───── PROVIDED RECORDS
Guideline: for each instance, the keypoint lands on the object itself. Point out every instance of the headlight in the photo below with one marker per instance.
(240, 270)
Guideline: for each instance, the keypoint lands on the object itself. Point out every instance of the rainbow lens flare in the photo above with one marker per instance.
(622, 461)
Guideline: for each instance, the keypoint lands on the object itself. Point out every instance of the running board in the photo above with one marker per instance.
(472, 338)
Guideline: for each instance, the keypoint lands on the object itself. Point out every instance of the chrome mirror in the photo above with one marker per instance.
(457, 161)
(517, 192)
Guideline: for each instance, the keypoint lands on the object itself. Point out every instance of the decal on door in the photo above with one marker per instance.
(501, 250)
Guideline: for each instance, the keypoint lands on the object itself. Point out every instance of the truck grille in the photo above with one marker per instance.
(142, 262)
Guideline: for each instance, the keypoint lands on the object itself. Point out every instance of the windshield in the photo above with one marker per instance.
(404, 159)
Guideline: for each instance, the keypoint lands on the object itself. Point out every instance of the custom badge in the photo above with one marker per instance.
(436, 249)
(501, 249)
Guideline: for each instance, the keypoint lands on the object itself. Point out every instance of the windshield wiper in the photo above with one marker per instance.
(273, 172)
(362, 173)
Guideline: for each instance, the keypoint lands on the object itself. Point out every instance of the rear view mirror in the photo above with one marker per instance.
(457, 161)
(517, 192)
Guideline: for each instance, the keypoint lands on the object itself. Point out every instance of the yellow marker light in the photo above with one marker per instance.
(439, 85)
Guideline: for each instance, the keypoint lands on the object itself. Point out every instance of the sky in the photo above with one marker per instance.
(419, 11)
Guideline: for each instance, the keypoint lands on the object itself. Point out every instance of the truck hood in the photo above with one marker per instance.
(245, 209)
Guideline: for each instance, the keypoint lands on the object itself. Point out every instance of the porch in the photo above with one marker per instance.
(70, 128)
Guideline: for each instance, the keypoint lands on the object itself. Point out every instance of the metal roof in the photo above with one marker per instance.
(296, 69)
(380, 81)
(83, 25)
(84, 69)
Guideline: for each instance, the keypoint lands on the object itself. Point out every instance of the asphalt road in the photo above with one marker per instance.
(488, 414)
──────────
WHAT YOU HAVE TO DO - Take the listing above and write it out again exactly.

RESULT OF THE TASK -
Guideline: for each instance, the keypoint lands on the object itself. Point out every instance of the headlight in the photo below with one marker per instance.
(240, 270)
Guideline: for each instance, the keypoint lands on the object itself. Point out every instance of the rainbow lens flare in the photo above with one marker per instance.
(622, 461)
Guideline: for each instance, the keypoint lands on the object itself. Point out every instance of the running board in the photo above with one marker per instance.
(472, 338)
Guideline: for each instance, the keypoint lands on the object itself. Point out every instance of the chrome mirror in the photo above with one marker per instance.
(457, 161)
(517, 192)
Guideline: for each instance, the keypoint lands on the object itself. Point out every instance of the decal on door in the photo above with one marker per instance.
(501, 250)
Guideline: for each instance, the keypoint lands on the object itself. Point out every instance of the truck grille in the photo above with one marker per instance.
(142, 262)
Guideline: for each instance, the keypoint lands on the object itself. Point out every instance of the windshield in the photo above with one marker per instance.
(404, 159)
Guideline: for each instance, the keypoint lands on the object itself. Point out every instance of the custom badge in the photo above with one marker per instance.
(436, 249)
(501, 249)
Guideline: for each instance, the keypoint lands on the object itself. Point out every instance of the windshield wiper in the photo above with one marker per instance.
(273, 172)
(362, 173)
Guideline: for each instance, the keypoint lands on the object itself. Point out every instance of the rear view mirror in the photo above with one marker per instance.
(457, 161)
(517, 192)
Guideline: for each instance, the keypoint lands on the object itself. Point out every instance of the yellow marker light in the photo above with one marker per instance.
(439, 85)
Guideline: for each instance, the keypoint lands on the object itself. Point out every instance of the sky in the photo above with one marker per instance.
(419, 11)
Guideline: for each instance, the keypoint lands on the object itself. Point out every instance of the truck hood in the photo above with one marker per instance.
(245, 209)
Guideline: for each instance, the keypoint lands on the object itself. Point out every instance of the porch in the photo above with one marker per instance.
(70, 128)
Guideline: for each instance, the keypoint lands on the object itself. Point out every instance of the metal roof in the photo above with one marker per instance.
(296, 69)
(380, 81)
(83, 25)
(84, 69)
Guideline: for each instance, the keypoint lands on the object itself. Point out every instance of the asphalt road in the photo above with one marker per instance.
(488, 414)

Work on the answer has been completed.